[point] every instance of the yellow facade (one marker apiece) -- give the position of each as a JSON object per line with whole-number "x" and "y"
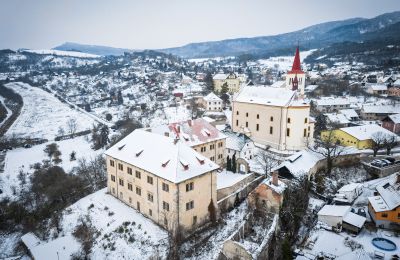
{"x": 282, "y": 128}
{"x": 346, "y": 139}
{"x": 150, "y": 194}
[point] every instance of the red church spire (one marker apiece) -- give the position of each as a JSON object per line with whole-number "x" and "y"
{"x": 296, "y": 68}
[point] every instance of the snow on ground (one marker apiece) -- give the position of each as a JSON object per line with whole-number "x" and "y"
{"x": 332, "y": 243}
{"x": 9, "y": 112}
{"x": 215, "y": 238}
{"x": 140, "y": 238}
{"x": 228, "y": 178}
{"x": 169, "y": 115}
{"x": 22, "y": 159}
{"x": 64, "y": 53}
{"x": 42, "y": 114}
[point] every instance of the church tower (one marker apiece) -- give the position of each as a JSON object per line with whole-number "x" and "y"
{"x": 296, "y": 78}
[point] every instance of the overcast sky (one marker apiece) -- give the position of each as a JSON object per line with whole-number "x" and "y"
{"x": 151, "y": 24}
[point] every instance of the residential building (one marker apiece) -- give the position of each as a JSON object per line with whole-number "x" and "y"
{"x": 384, "y": 208}
{"x": 274, "y": 117}
{"x": 199, "y": 134}
{"x": 296, "y": 78}
{"x": 212, "y": 102}
{"x": 360, "y": 137}
{"x": 268, "y": 196}
{"x": 377, "y": 89}
{"x": 231, "y": 80}
{"x": 162, "y": 178}
{"x": 392, "y": 123}
{"x": 379, "y": 112}
{"x": 328, "y": 105}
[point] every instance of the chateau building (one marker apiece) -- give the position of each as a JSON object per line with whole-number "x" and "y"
{"x": 199, "y": 134}
{"x": 275, "y": 116}
{"x": 162, "y": 178}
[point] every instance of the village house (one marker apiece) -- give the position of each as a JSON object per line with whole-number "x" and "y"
{"x": 275, "y": 117}
{"x": 163, "y": 178}
{"x": 231, "y": 80}
{"x": 392, "y": 123}
{"x": 360, "y": 137}
{"x": 212, "y": 102}
{"x": 384, "y": 208}
{"x": 200, "y": 135}
{"x": 379, "y": 112}
{"x": 268, "y": 196}
{"x": 377, "y": 89}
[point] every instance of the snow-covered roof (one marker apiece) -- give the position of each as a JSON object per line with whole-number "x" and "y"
{"x": 30, "y": 240}
{"x": 349, "y": 113}
{"x": 334, "y": 210}
{"x": 220, "y": 76}
{"x": 381, "y": 109}
{"x": 280, "y": 188}
{"x": 354, "y": 219}
{"x": 212, "y": 97}
{"x": 235, "y": 141}
{"x": 332, "y": 101}
{"x": 268, "y": 96}
{"x": 378, "y": 87}
{"x": 365, "y": 132}
{"x": 190, "y": 132}
{"x": 337, "y": 118}
{"x": 300, "y": 163}
{"x": 161, "y": 155}
{"x": 349, "y": 187}
{"x": 389, "y": 190}
{"x": 395, "y": 118}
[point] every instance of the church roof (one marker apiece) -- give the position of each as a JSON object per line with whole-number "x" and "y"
{"x": 296, "y": 68}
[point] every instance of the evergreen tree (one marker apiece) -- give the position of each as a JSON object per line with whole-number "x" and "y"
{"x": 120, "y": 99}
{"x": 233, "y": 163}
{"x": 228, "y": 164}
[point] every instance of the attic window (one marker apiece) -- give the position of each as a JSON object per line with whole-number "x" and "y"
{"x": 164, "y": 164}
{"x": 201, "y": 161}
{"x": 186, "y": 137}
{"x": 206, "y": 132}
{"x": 184, "y": 164}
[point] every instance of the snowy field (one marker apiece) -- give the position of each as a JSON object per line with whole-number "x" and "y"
{"x": 64, "y": 53}
{"x": 140, "y": 237}
{"x": 43, "y": 114}
{"x": 21, "y": 159}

Aim of the exercise – Every line from the one containing "[point] every instance of the village" to the close of the records must be reproduced exactly. Include both ends and nothing more.

Result of this task –
[point] every instance of the village house (one marker apiece) -- give the position of each as a JSON object per line with whole-number "x" and "y"
{"x": 275, "y": 117}
{"x": 163, "y": 178}
{"x": 231, "y": 80}
{"x": 392, "y": 123}
{"x": 360, "y": 137}
{"x": 212, "y": 102}
{"x": 384, "y": 208}
{"x": 200, "y": 135}
{"x": 379, "y": 112}
{"x": 268, "y": 196}
{"x": 377, "y": 89}
[point] every instance of the snow-covered roof (one marker apiece) -- give the position of each as a JSON object per line with whole-number "x" and "y"
{"x": 30, "y": 240}
{"x": 349, "y": 113}
{"x": 334, "y": 210}
{"x": 220, "y": 76}
{"x": 381, "y": 109}
{"x": 280, "y": 188}
{"x": 354, "y": 219}
{"x": 212, "y": 97}
{"x": 235, "y": 141}
{"x": 332, "y": 101}
{"x": 268, "y": 96}
{"x": 378, "y": 87}
{"x": 365, "y": 132}
{"x": 190, "y": 132}
{"x": 337, "y": 118}
{"x": 300, "y": 163}
{"x": 161, "y": 155}
{"x": 349, "y": 187}
{"x": 389, "y": 190}
{"x": 395, "y": 118}
[point] every instance of the church roof (one marker apiece) -- give the position of each as a JSON object per line with whole-number "x" and "y"
{"x": 296, "y": 68}
[point] every instance of the evergreen tree (one marker apiece) -- give the position of each as a JSON object per line with whole-number "x" and "y"
{"x": 120, "y": 99}
{"x": 233, "y": 163}
{"x": 228, "y": 164}
[point] every instance of the attic window (one marker apiece) -- give the position of each as a JSON object per line with whole-number "x" and "y"
{"x": 164, "y": 164}
{"x": 201, "y": 161}
{"x": 186, "y": 137}
{"x": 206, "y": 132}
{"x": 184, "y": 164}
[point] every instance of the snowy field (one marker apiece) -- give the position of each as a JSON object per line with whole-number "x" and "y"
{"x": 64, "y": 53}
{"x": 140, "y": 237}
{"x": 43, "y": 114}
{"x": 21, "y": 159}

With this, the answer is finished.